- [Problem]
Images within the entries are to be omitted; the remainder must be reproduced exactly.
┌─ Input data
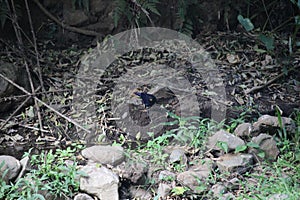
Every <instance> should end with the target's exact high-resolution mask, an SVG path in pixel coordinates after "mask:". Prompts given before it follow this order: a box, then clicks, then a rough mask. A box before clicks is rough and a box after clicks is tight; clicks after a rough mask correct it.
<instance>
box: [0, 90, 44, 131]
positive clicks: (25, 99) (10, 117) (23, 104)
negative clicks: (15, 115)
mask: <svg viewBox="0 0 300 200" xmlns="http://www.w3.org/2000/svg"><path fill="white" fill-rule="evenodd" d="M39 89H40V87H38V88H37V89H36V91H38V90H39ZM27 96H28V95H27ZM29 99H31V96H28V97H27V98H26V99H25V100H24V101H23V102H22V103H21V104H20V105H19V106H18V108H17V109H15V111H14V112H13V113H12V114H11V115H10V116H9V117H8V118H7V119H6V120H5V121H4V123H3V124H2V125H1V127H0V130H1V129H2V128H3V127H4V126H5V125H6V124H7V122H9V120H10V119H11V118H12V117H13V116H15V114H16V113H17V112H18V111H19V110H20V109H21V108H22V107H23V106H24V105H25V103H27V101H29Z"/></svg>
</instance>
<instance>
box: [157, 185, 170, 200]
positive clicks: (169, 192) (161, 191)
mask: <svg viewBox="0 0 300 200" xmlns="http://www.w3.org/2000/svg"><path fill="white" fill-rule="evenodd" d="M171 190H172V187H171V186H170V185H168V184H165V183H159V185H158V189H157V195H158V197H159V198H162V199H166V197H167V196H168V195H169V194H170V192H171Z"/></svg>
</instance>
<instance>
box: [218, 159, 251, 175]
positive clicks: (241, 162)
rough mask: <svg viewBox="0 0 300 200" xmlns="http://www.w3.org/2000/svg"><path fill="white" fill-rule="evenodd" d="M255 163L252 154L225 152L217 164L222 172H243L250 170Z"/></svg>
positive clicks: (218, 166) (241, 172) (219, 168)
mask: <svg viewBox="0 0 300 200" xmlns="http://www.w3.org/2000/svg"><path fill="white" fill-rule="evenodd" d="M252 164H253V156H252V155H251V154H237V155H236V154H225V155H223V156H221V157H220V159H219V160H218V161H217V166H218V168H219V170H220V171H221V172H223V173H224V172H230V173H232V172H237V173H239V174H243V173H245V172H246V171H249V169H250V167H251V165H252Z"/></svg>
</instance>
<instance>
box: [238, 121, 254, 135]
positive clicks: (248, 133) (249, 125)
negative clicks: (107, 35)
mask: <svg viewBox="0 0 300 200" xmlns="http://www.w3.org/2000/svg"><path fill="white" fill-rule="evenodd" d="M252 129H253V128H252V125H251V124H250V123H242V124H240V125H238V126H237V127H236V129H235V130H234V134H235V135H236V136H238V137H241V138H243V137H249V136H251V131H252Z"/></svg>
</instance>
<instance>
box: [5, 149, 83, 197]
mask: <svg viewBox="0 0 300 200" xmlns="http://www.w3.org/2000/svg"><path fill="white" fill-rule="evenodd" d="M78 147H79V148H81V147H80V146H78ZM76 149H77V147H75V148H70V147H68V148H67V149H66V150H60V149H58V150H56V152H53V151H52V150H49V151H48V152H46V151H43V152H42V153H41V154H40V155H32V156H31V159H30V164H31V166H32V167H33V169H32V170H30V172H28V173H26V174H25V176H24V177H23V178H20V179H18V180H17V181H16V183H15V184H11V185H7V184H5V182H4V181H2V179H0V185H1V189H0V197H6V199H24V200H25V199H47V197H45V196H44V195H42V193H41V192H42V191H47V193H48V194H51V195H52V196H54V197H55V198H58V197H64V196H69V197H72V196H73V194H74V192H77V191H78V190H79V182H78V178H79V176H80V175H82V173H80V172H78V171H77V169H76V167H77V163H76V160H75V158H74V153H75V151H76ZM29 155H30V152H27V153H25V154H24V156H29ZM66 160H69V161H70V162H71V163H70V164H67V163H66Z"/></svg>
└─
- [Answer to the exercise]
Every <instance> should end with the target's exact high-resolution mask, an SVG path in pixel coordinates after "mask:". Prompts given before it follow this order: a box, then clicks, then a rough mask. A box before clicks is rough and a box after clicks is tight; clicks after a rough mask correct it.
<instance>
box: [0, 90, 44, 131]
positive clicks: (25, 99) (10, 117) (23, 104)
negative clicks: (15, 115)
mask: <svg viewBox="0 0 300 200" xmlns="http://www.w3.org/2000/svg"><path fill="white" fill-rule="evenodd" d="M39 89H40V87H38V88H37V89H36V91H38V90H39ZM27 96H28V95H27ZM29 99H31V96H28V97H27V98H26V99H25V100H24V101H23V102H22V103H21V104H20V105H19V106H18V108H17V109H15V111H14V112H13V113H12V114H11V115H10V116H9V117H8V118H7V119H6V120H5V121H4V123H3V124H2V125H1V127H0V130H1V129H2V128H3V127H4V126H5V125H6V124H7V122H9V120H10V119H11V118H12V117H13V116H15V114H16V113H17V112H18V111H19V110H20V109H21V108H22V107H23V106H24V105H25V103H27V101H29Z"/></svg>
</instance>
<instance>
box: [157, 185, 170, 200]
positive clicks: (169, 192) (161, 191)
mask: <svg viewBox="0 0 300 200" xmlns="http://www.w3.org/2000/svg"><path fill="white" fill-rule="evenodd" d="M171 190H172V187H171V186H170V185H168V184H165V183H159V185H158V189H157V195H158V197H159V198H162V199H166V197H167V196H168V195H169V194H170V192H171Z"/></svg>
</instance>
<instance>
box: [218, 159, 251, 175]
positive clicks: (241, 162)
rough mask: <svg viewBox="0 0 300 200" xmlns="http://www.w3.org/2000/svg"><path fill="white" fill-rule="evenodd" d="M255 163L252 154L225 152L217 164L222 172H243L250 170Z"/></svg>
positive clicks: (218, 166) (241, 172) (219, 168)
mask: <svg viewBox="0 0 300 200" xmlns="http://www.w3.org/2000/svg"><path fill="white" fill-rule="evenodd" d="M252 164H253V156H252V155H251V154H237V155H236V154H225V155H223V156H221V157H220V159H219V160H218V161H217V166H218V168H219V170H220V171H221V172H223V173H224V172H230V173H232V172H237V173H239V174H243V173H245V172H246V171H249V169H250V167H251V165H252Z"/></svg>
</instance>
<instance>
box: [238, 121, 254, 135]
positive clicks: (248, 133) (249, 125)
negative clicks: (107, 35)
mask: <svg viewBox="0 0 300 200" xmlns="http://www.w3.org/2000/svg"><path fill="white" fill-rule="evenodd" d="M252 129H253V128H252V125H251V124H250V123H242V124H240V125H238V126H237V127H236V129H235V130H234V134H235V135H236V136H238V137H241V138H243V137H249V136H251V131H252Z"/></svg>
</instance>
<instance>
box: [5, 149, 83, 197]
mask: <svg viewBox="0 0 300 200" xmlns="http://www.w3.org/2000/svg"><path fill="white" fill-rule="evenodd" d="M78 147H79V148H81V147H80V146H78ZM76 149H77V147H75V148H70V147H68V148H67V149H66V150H60V149H58V150H56V152H53V151H52V150H49V151H48V152H46V151H43V152H42V153H41V154H40V155H32V156H31V159H30V164H31V166H32V167H33V169H32V170H30V172H28V173H26V174H25V176H24V177H23V178H20V179H18V180H17V181H16V183H15V184H11V185H7V184H5V182H4V181H2V179H0V185H1V189H0V197H6V199H24V200H25V199H47V197H45V196H44V195H42V193H41V192H42V191H47V193H48V194H51V195H52V196H54V197H55V198H58V197H64V196H69V197H72V196H73V194H74V192H77V191H78V190H79V182H78V178H79V176H80V175H82V173H80V172H78V171H77V169H76V167H77V163H76V160H75V158H74V153H75V151H76ZM29 155H30V152H27V153H25V154H24V156H29ZM66 160H69V161H70V162H71V163H70V164H67V163H66Z"/></svg>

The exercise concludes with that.